Aim a → In the listing below, switch "instance" to "occurrence" and reproduce the listing with every other character unchanged.

Provided passage →
◇ ◇ ◇ ◇
Another factor involved in generating test currents is distortion of the current waveform. Since circuit breakers are largely inductive, an applied voltage starting at a zero crossing will generate a high current transient, known as DC offset. This cannot be controlled with contactors, but newer test set designs use SCRs, which can be gated to turn on at or near the voltage peak, resulting in less DC offset and more repeatable readings.

CURRENT SENSING TECHNOLOGY

Circuit breaker testing requires the measurement of currents from less than one ampere to about 100,000 amperes. There are very few devices which can measure such a wide range of current to the required accuracy, which is in the order of 1%.

The most accurate current measurement device is probably the shunt, which is a precision resistor calibrated using DC, to accuracies of 0.1% or better. AC accuracy at line frequencies is likely to be nearly as good, but inductance may cause inaccuracies at higher frequencies. Shunts are readily available up to 10,000 amperes, and may be overloaded to ten or more times their rating for short periods of time as applicable to breaker testing. One limitation of the shunt is its low output voltage. A 10,000 ampere shunt will produce 100 millivolts at its rated current, but only one millivolt at 100 amperes. This means that a 1% error at 100 amperes represents only 10 microvolts, which may be very small in proportion to the several volts of common mode voltage, and hundreds of volts and thousands of amperes that are generated in the near vicinity of the measurement equipment. Another drawback to the shunt is its large power requirement, or burden. The 10,000 ampere shunt requires 1000 watts at its rated current, which is tolerable, but at 20,000 amperes this grows to 4000 watts, and at 100,000 amperes, 100,000 watts is consumed. Shunts are very useful for calibration purposes, but have limited use in practical AC high current test sets.
◇ ◇ ◇ ◇
Entries supplied →
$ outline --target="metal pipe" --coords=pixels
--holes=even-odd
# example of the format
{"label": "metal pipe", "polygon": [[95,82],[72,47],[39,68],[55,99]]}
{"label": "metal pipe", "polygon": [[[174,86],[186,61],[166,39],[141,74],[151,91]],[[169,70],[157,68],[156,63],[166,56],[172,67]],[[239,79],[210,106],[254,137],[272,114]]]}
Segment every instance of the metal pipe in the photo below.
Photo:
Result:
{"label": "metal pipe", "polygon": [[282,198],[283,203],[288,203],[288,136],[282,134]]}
◇ ◇ ◇ ◇
Aim b → Repeat the passage on circuit breaker testing word for word, from "Circuit breaker testing" up to and including "order of 1%.".

Result a →
$ outline --target="metal pipe" --coords=pixels
--holes=even-odd
# example of the format
{"label": "metal pipe", "polygon": [[95,82],[72,47],[39,68],[55,99]]}
{"label": "metal pipe", "polygon": [[[174,86],[186,61],[166,39],[141,74],[151,91]],[[169,70],[157,68],[156,63],[166,56],[172,67]],[[239,79],[210,106],[254,137],[272,114]]]}
Segment every occurrence of the metal pipe in the photo below.
Photo:
Result:
{"label": "metal pipe", "polygon": [[282,198],[283,203],[288,203],[288,136],[282,134]]}

Result b →
Circuit breaker testing requires the measurement of currents from less than one ampere to about 100,000 amperes. There are very few devices which can measure such a wide range of current to the required accuracy, which is in the order of 1%.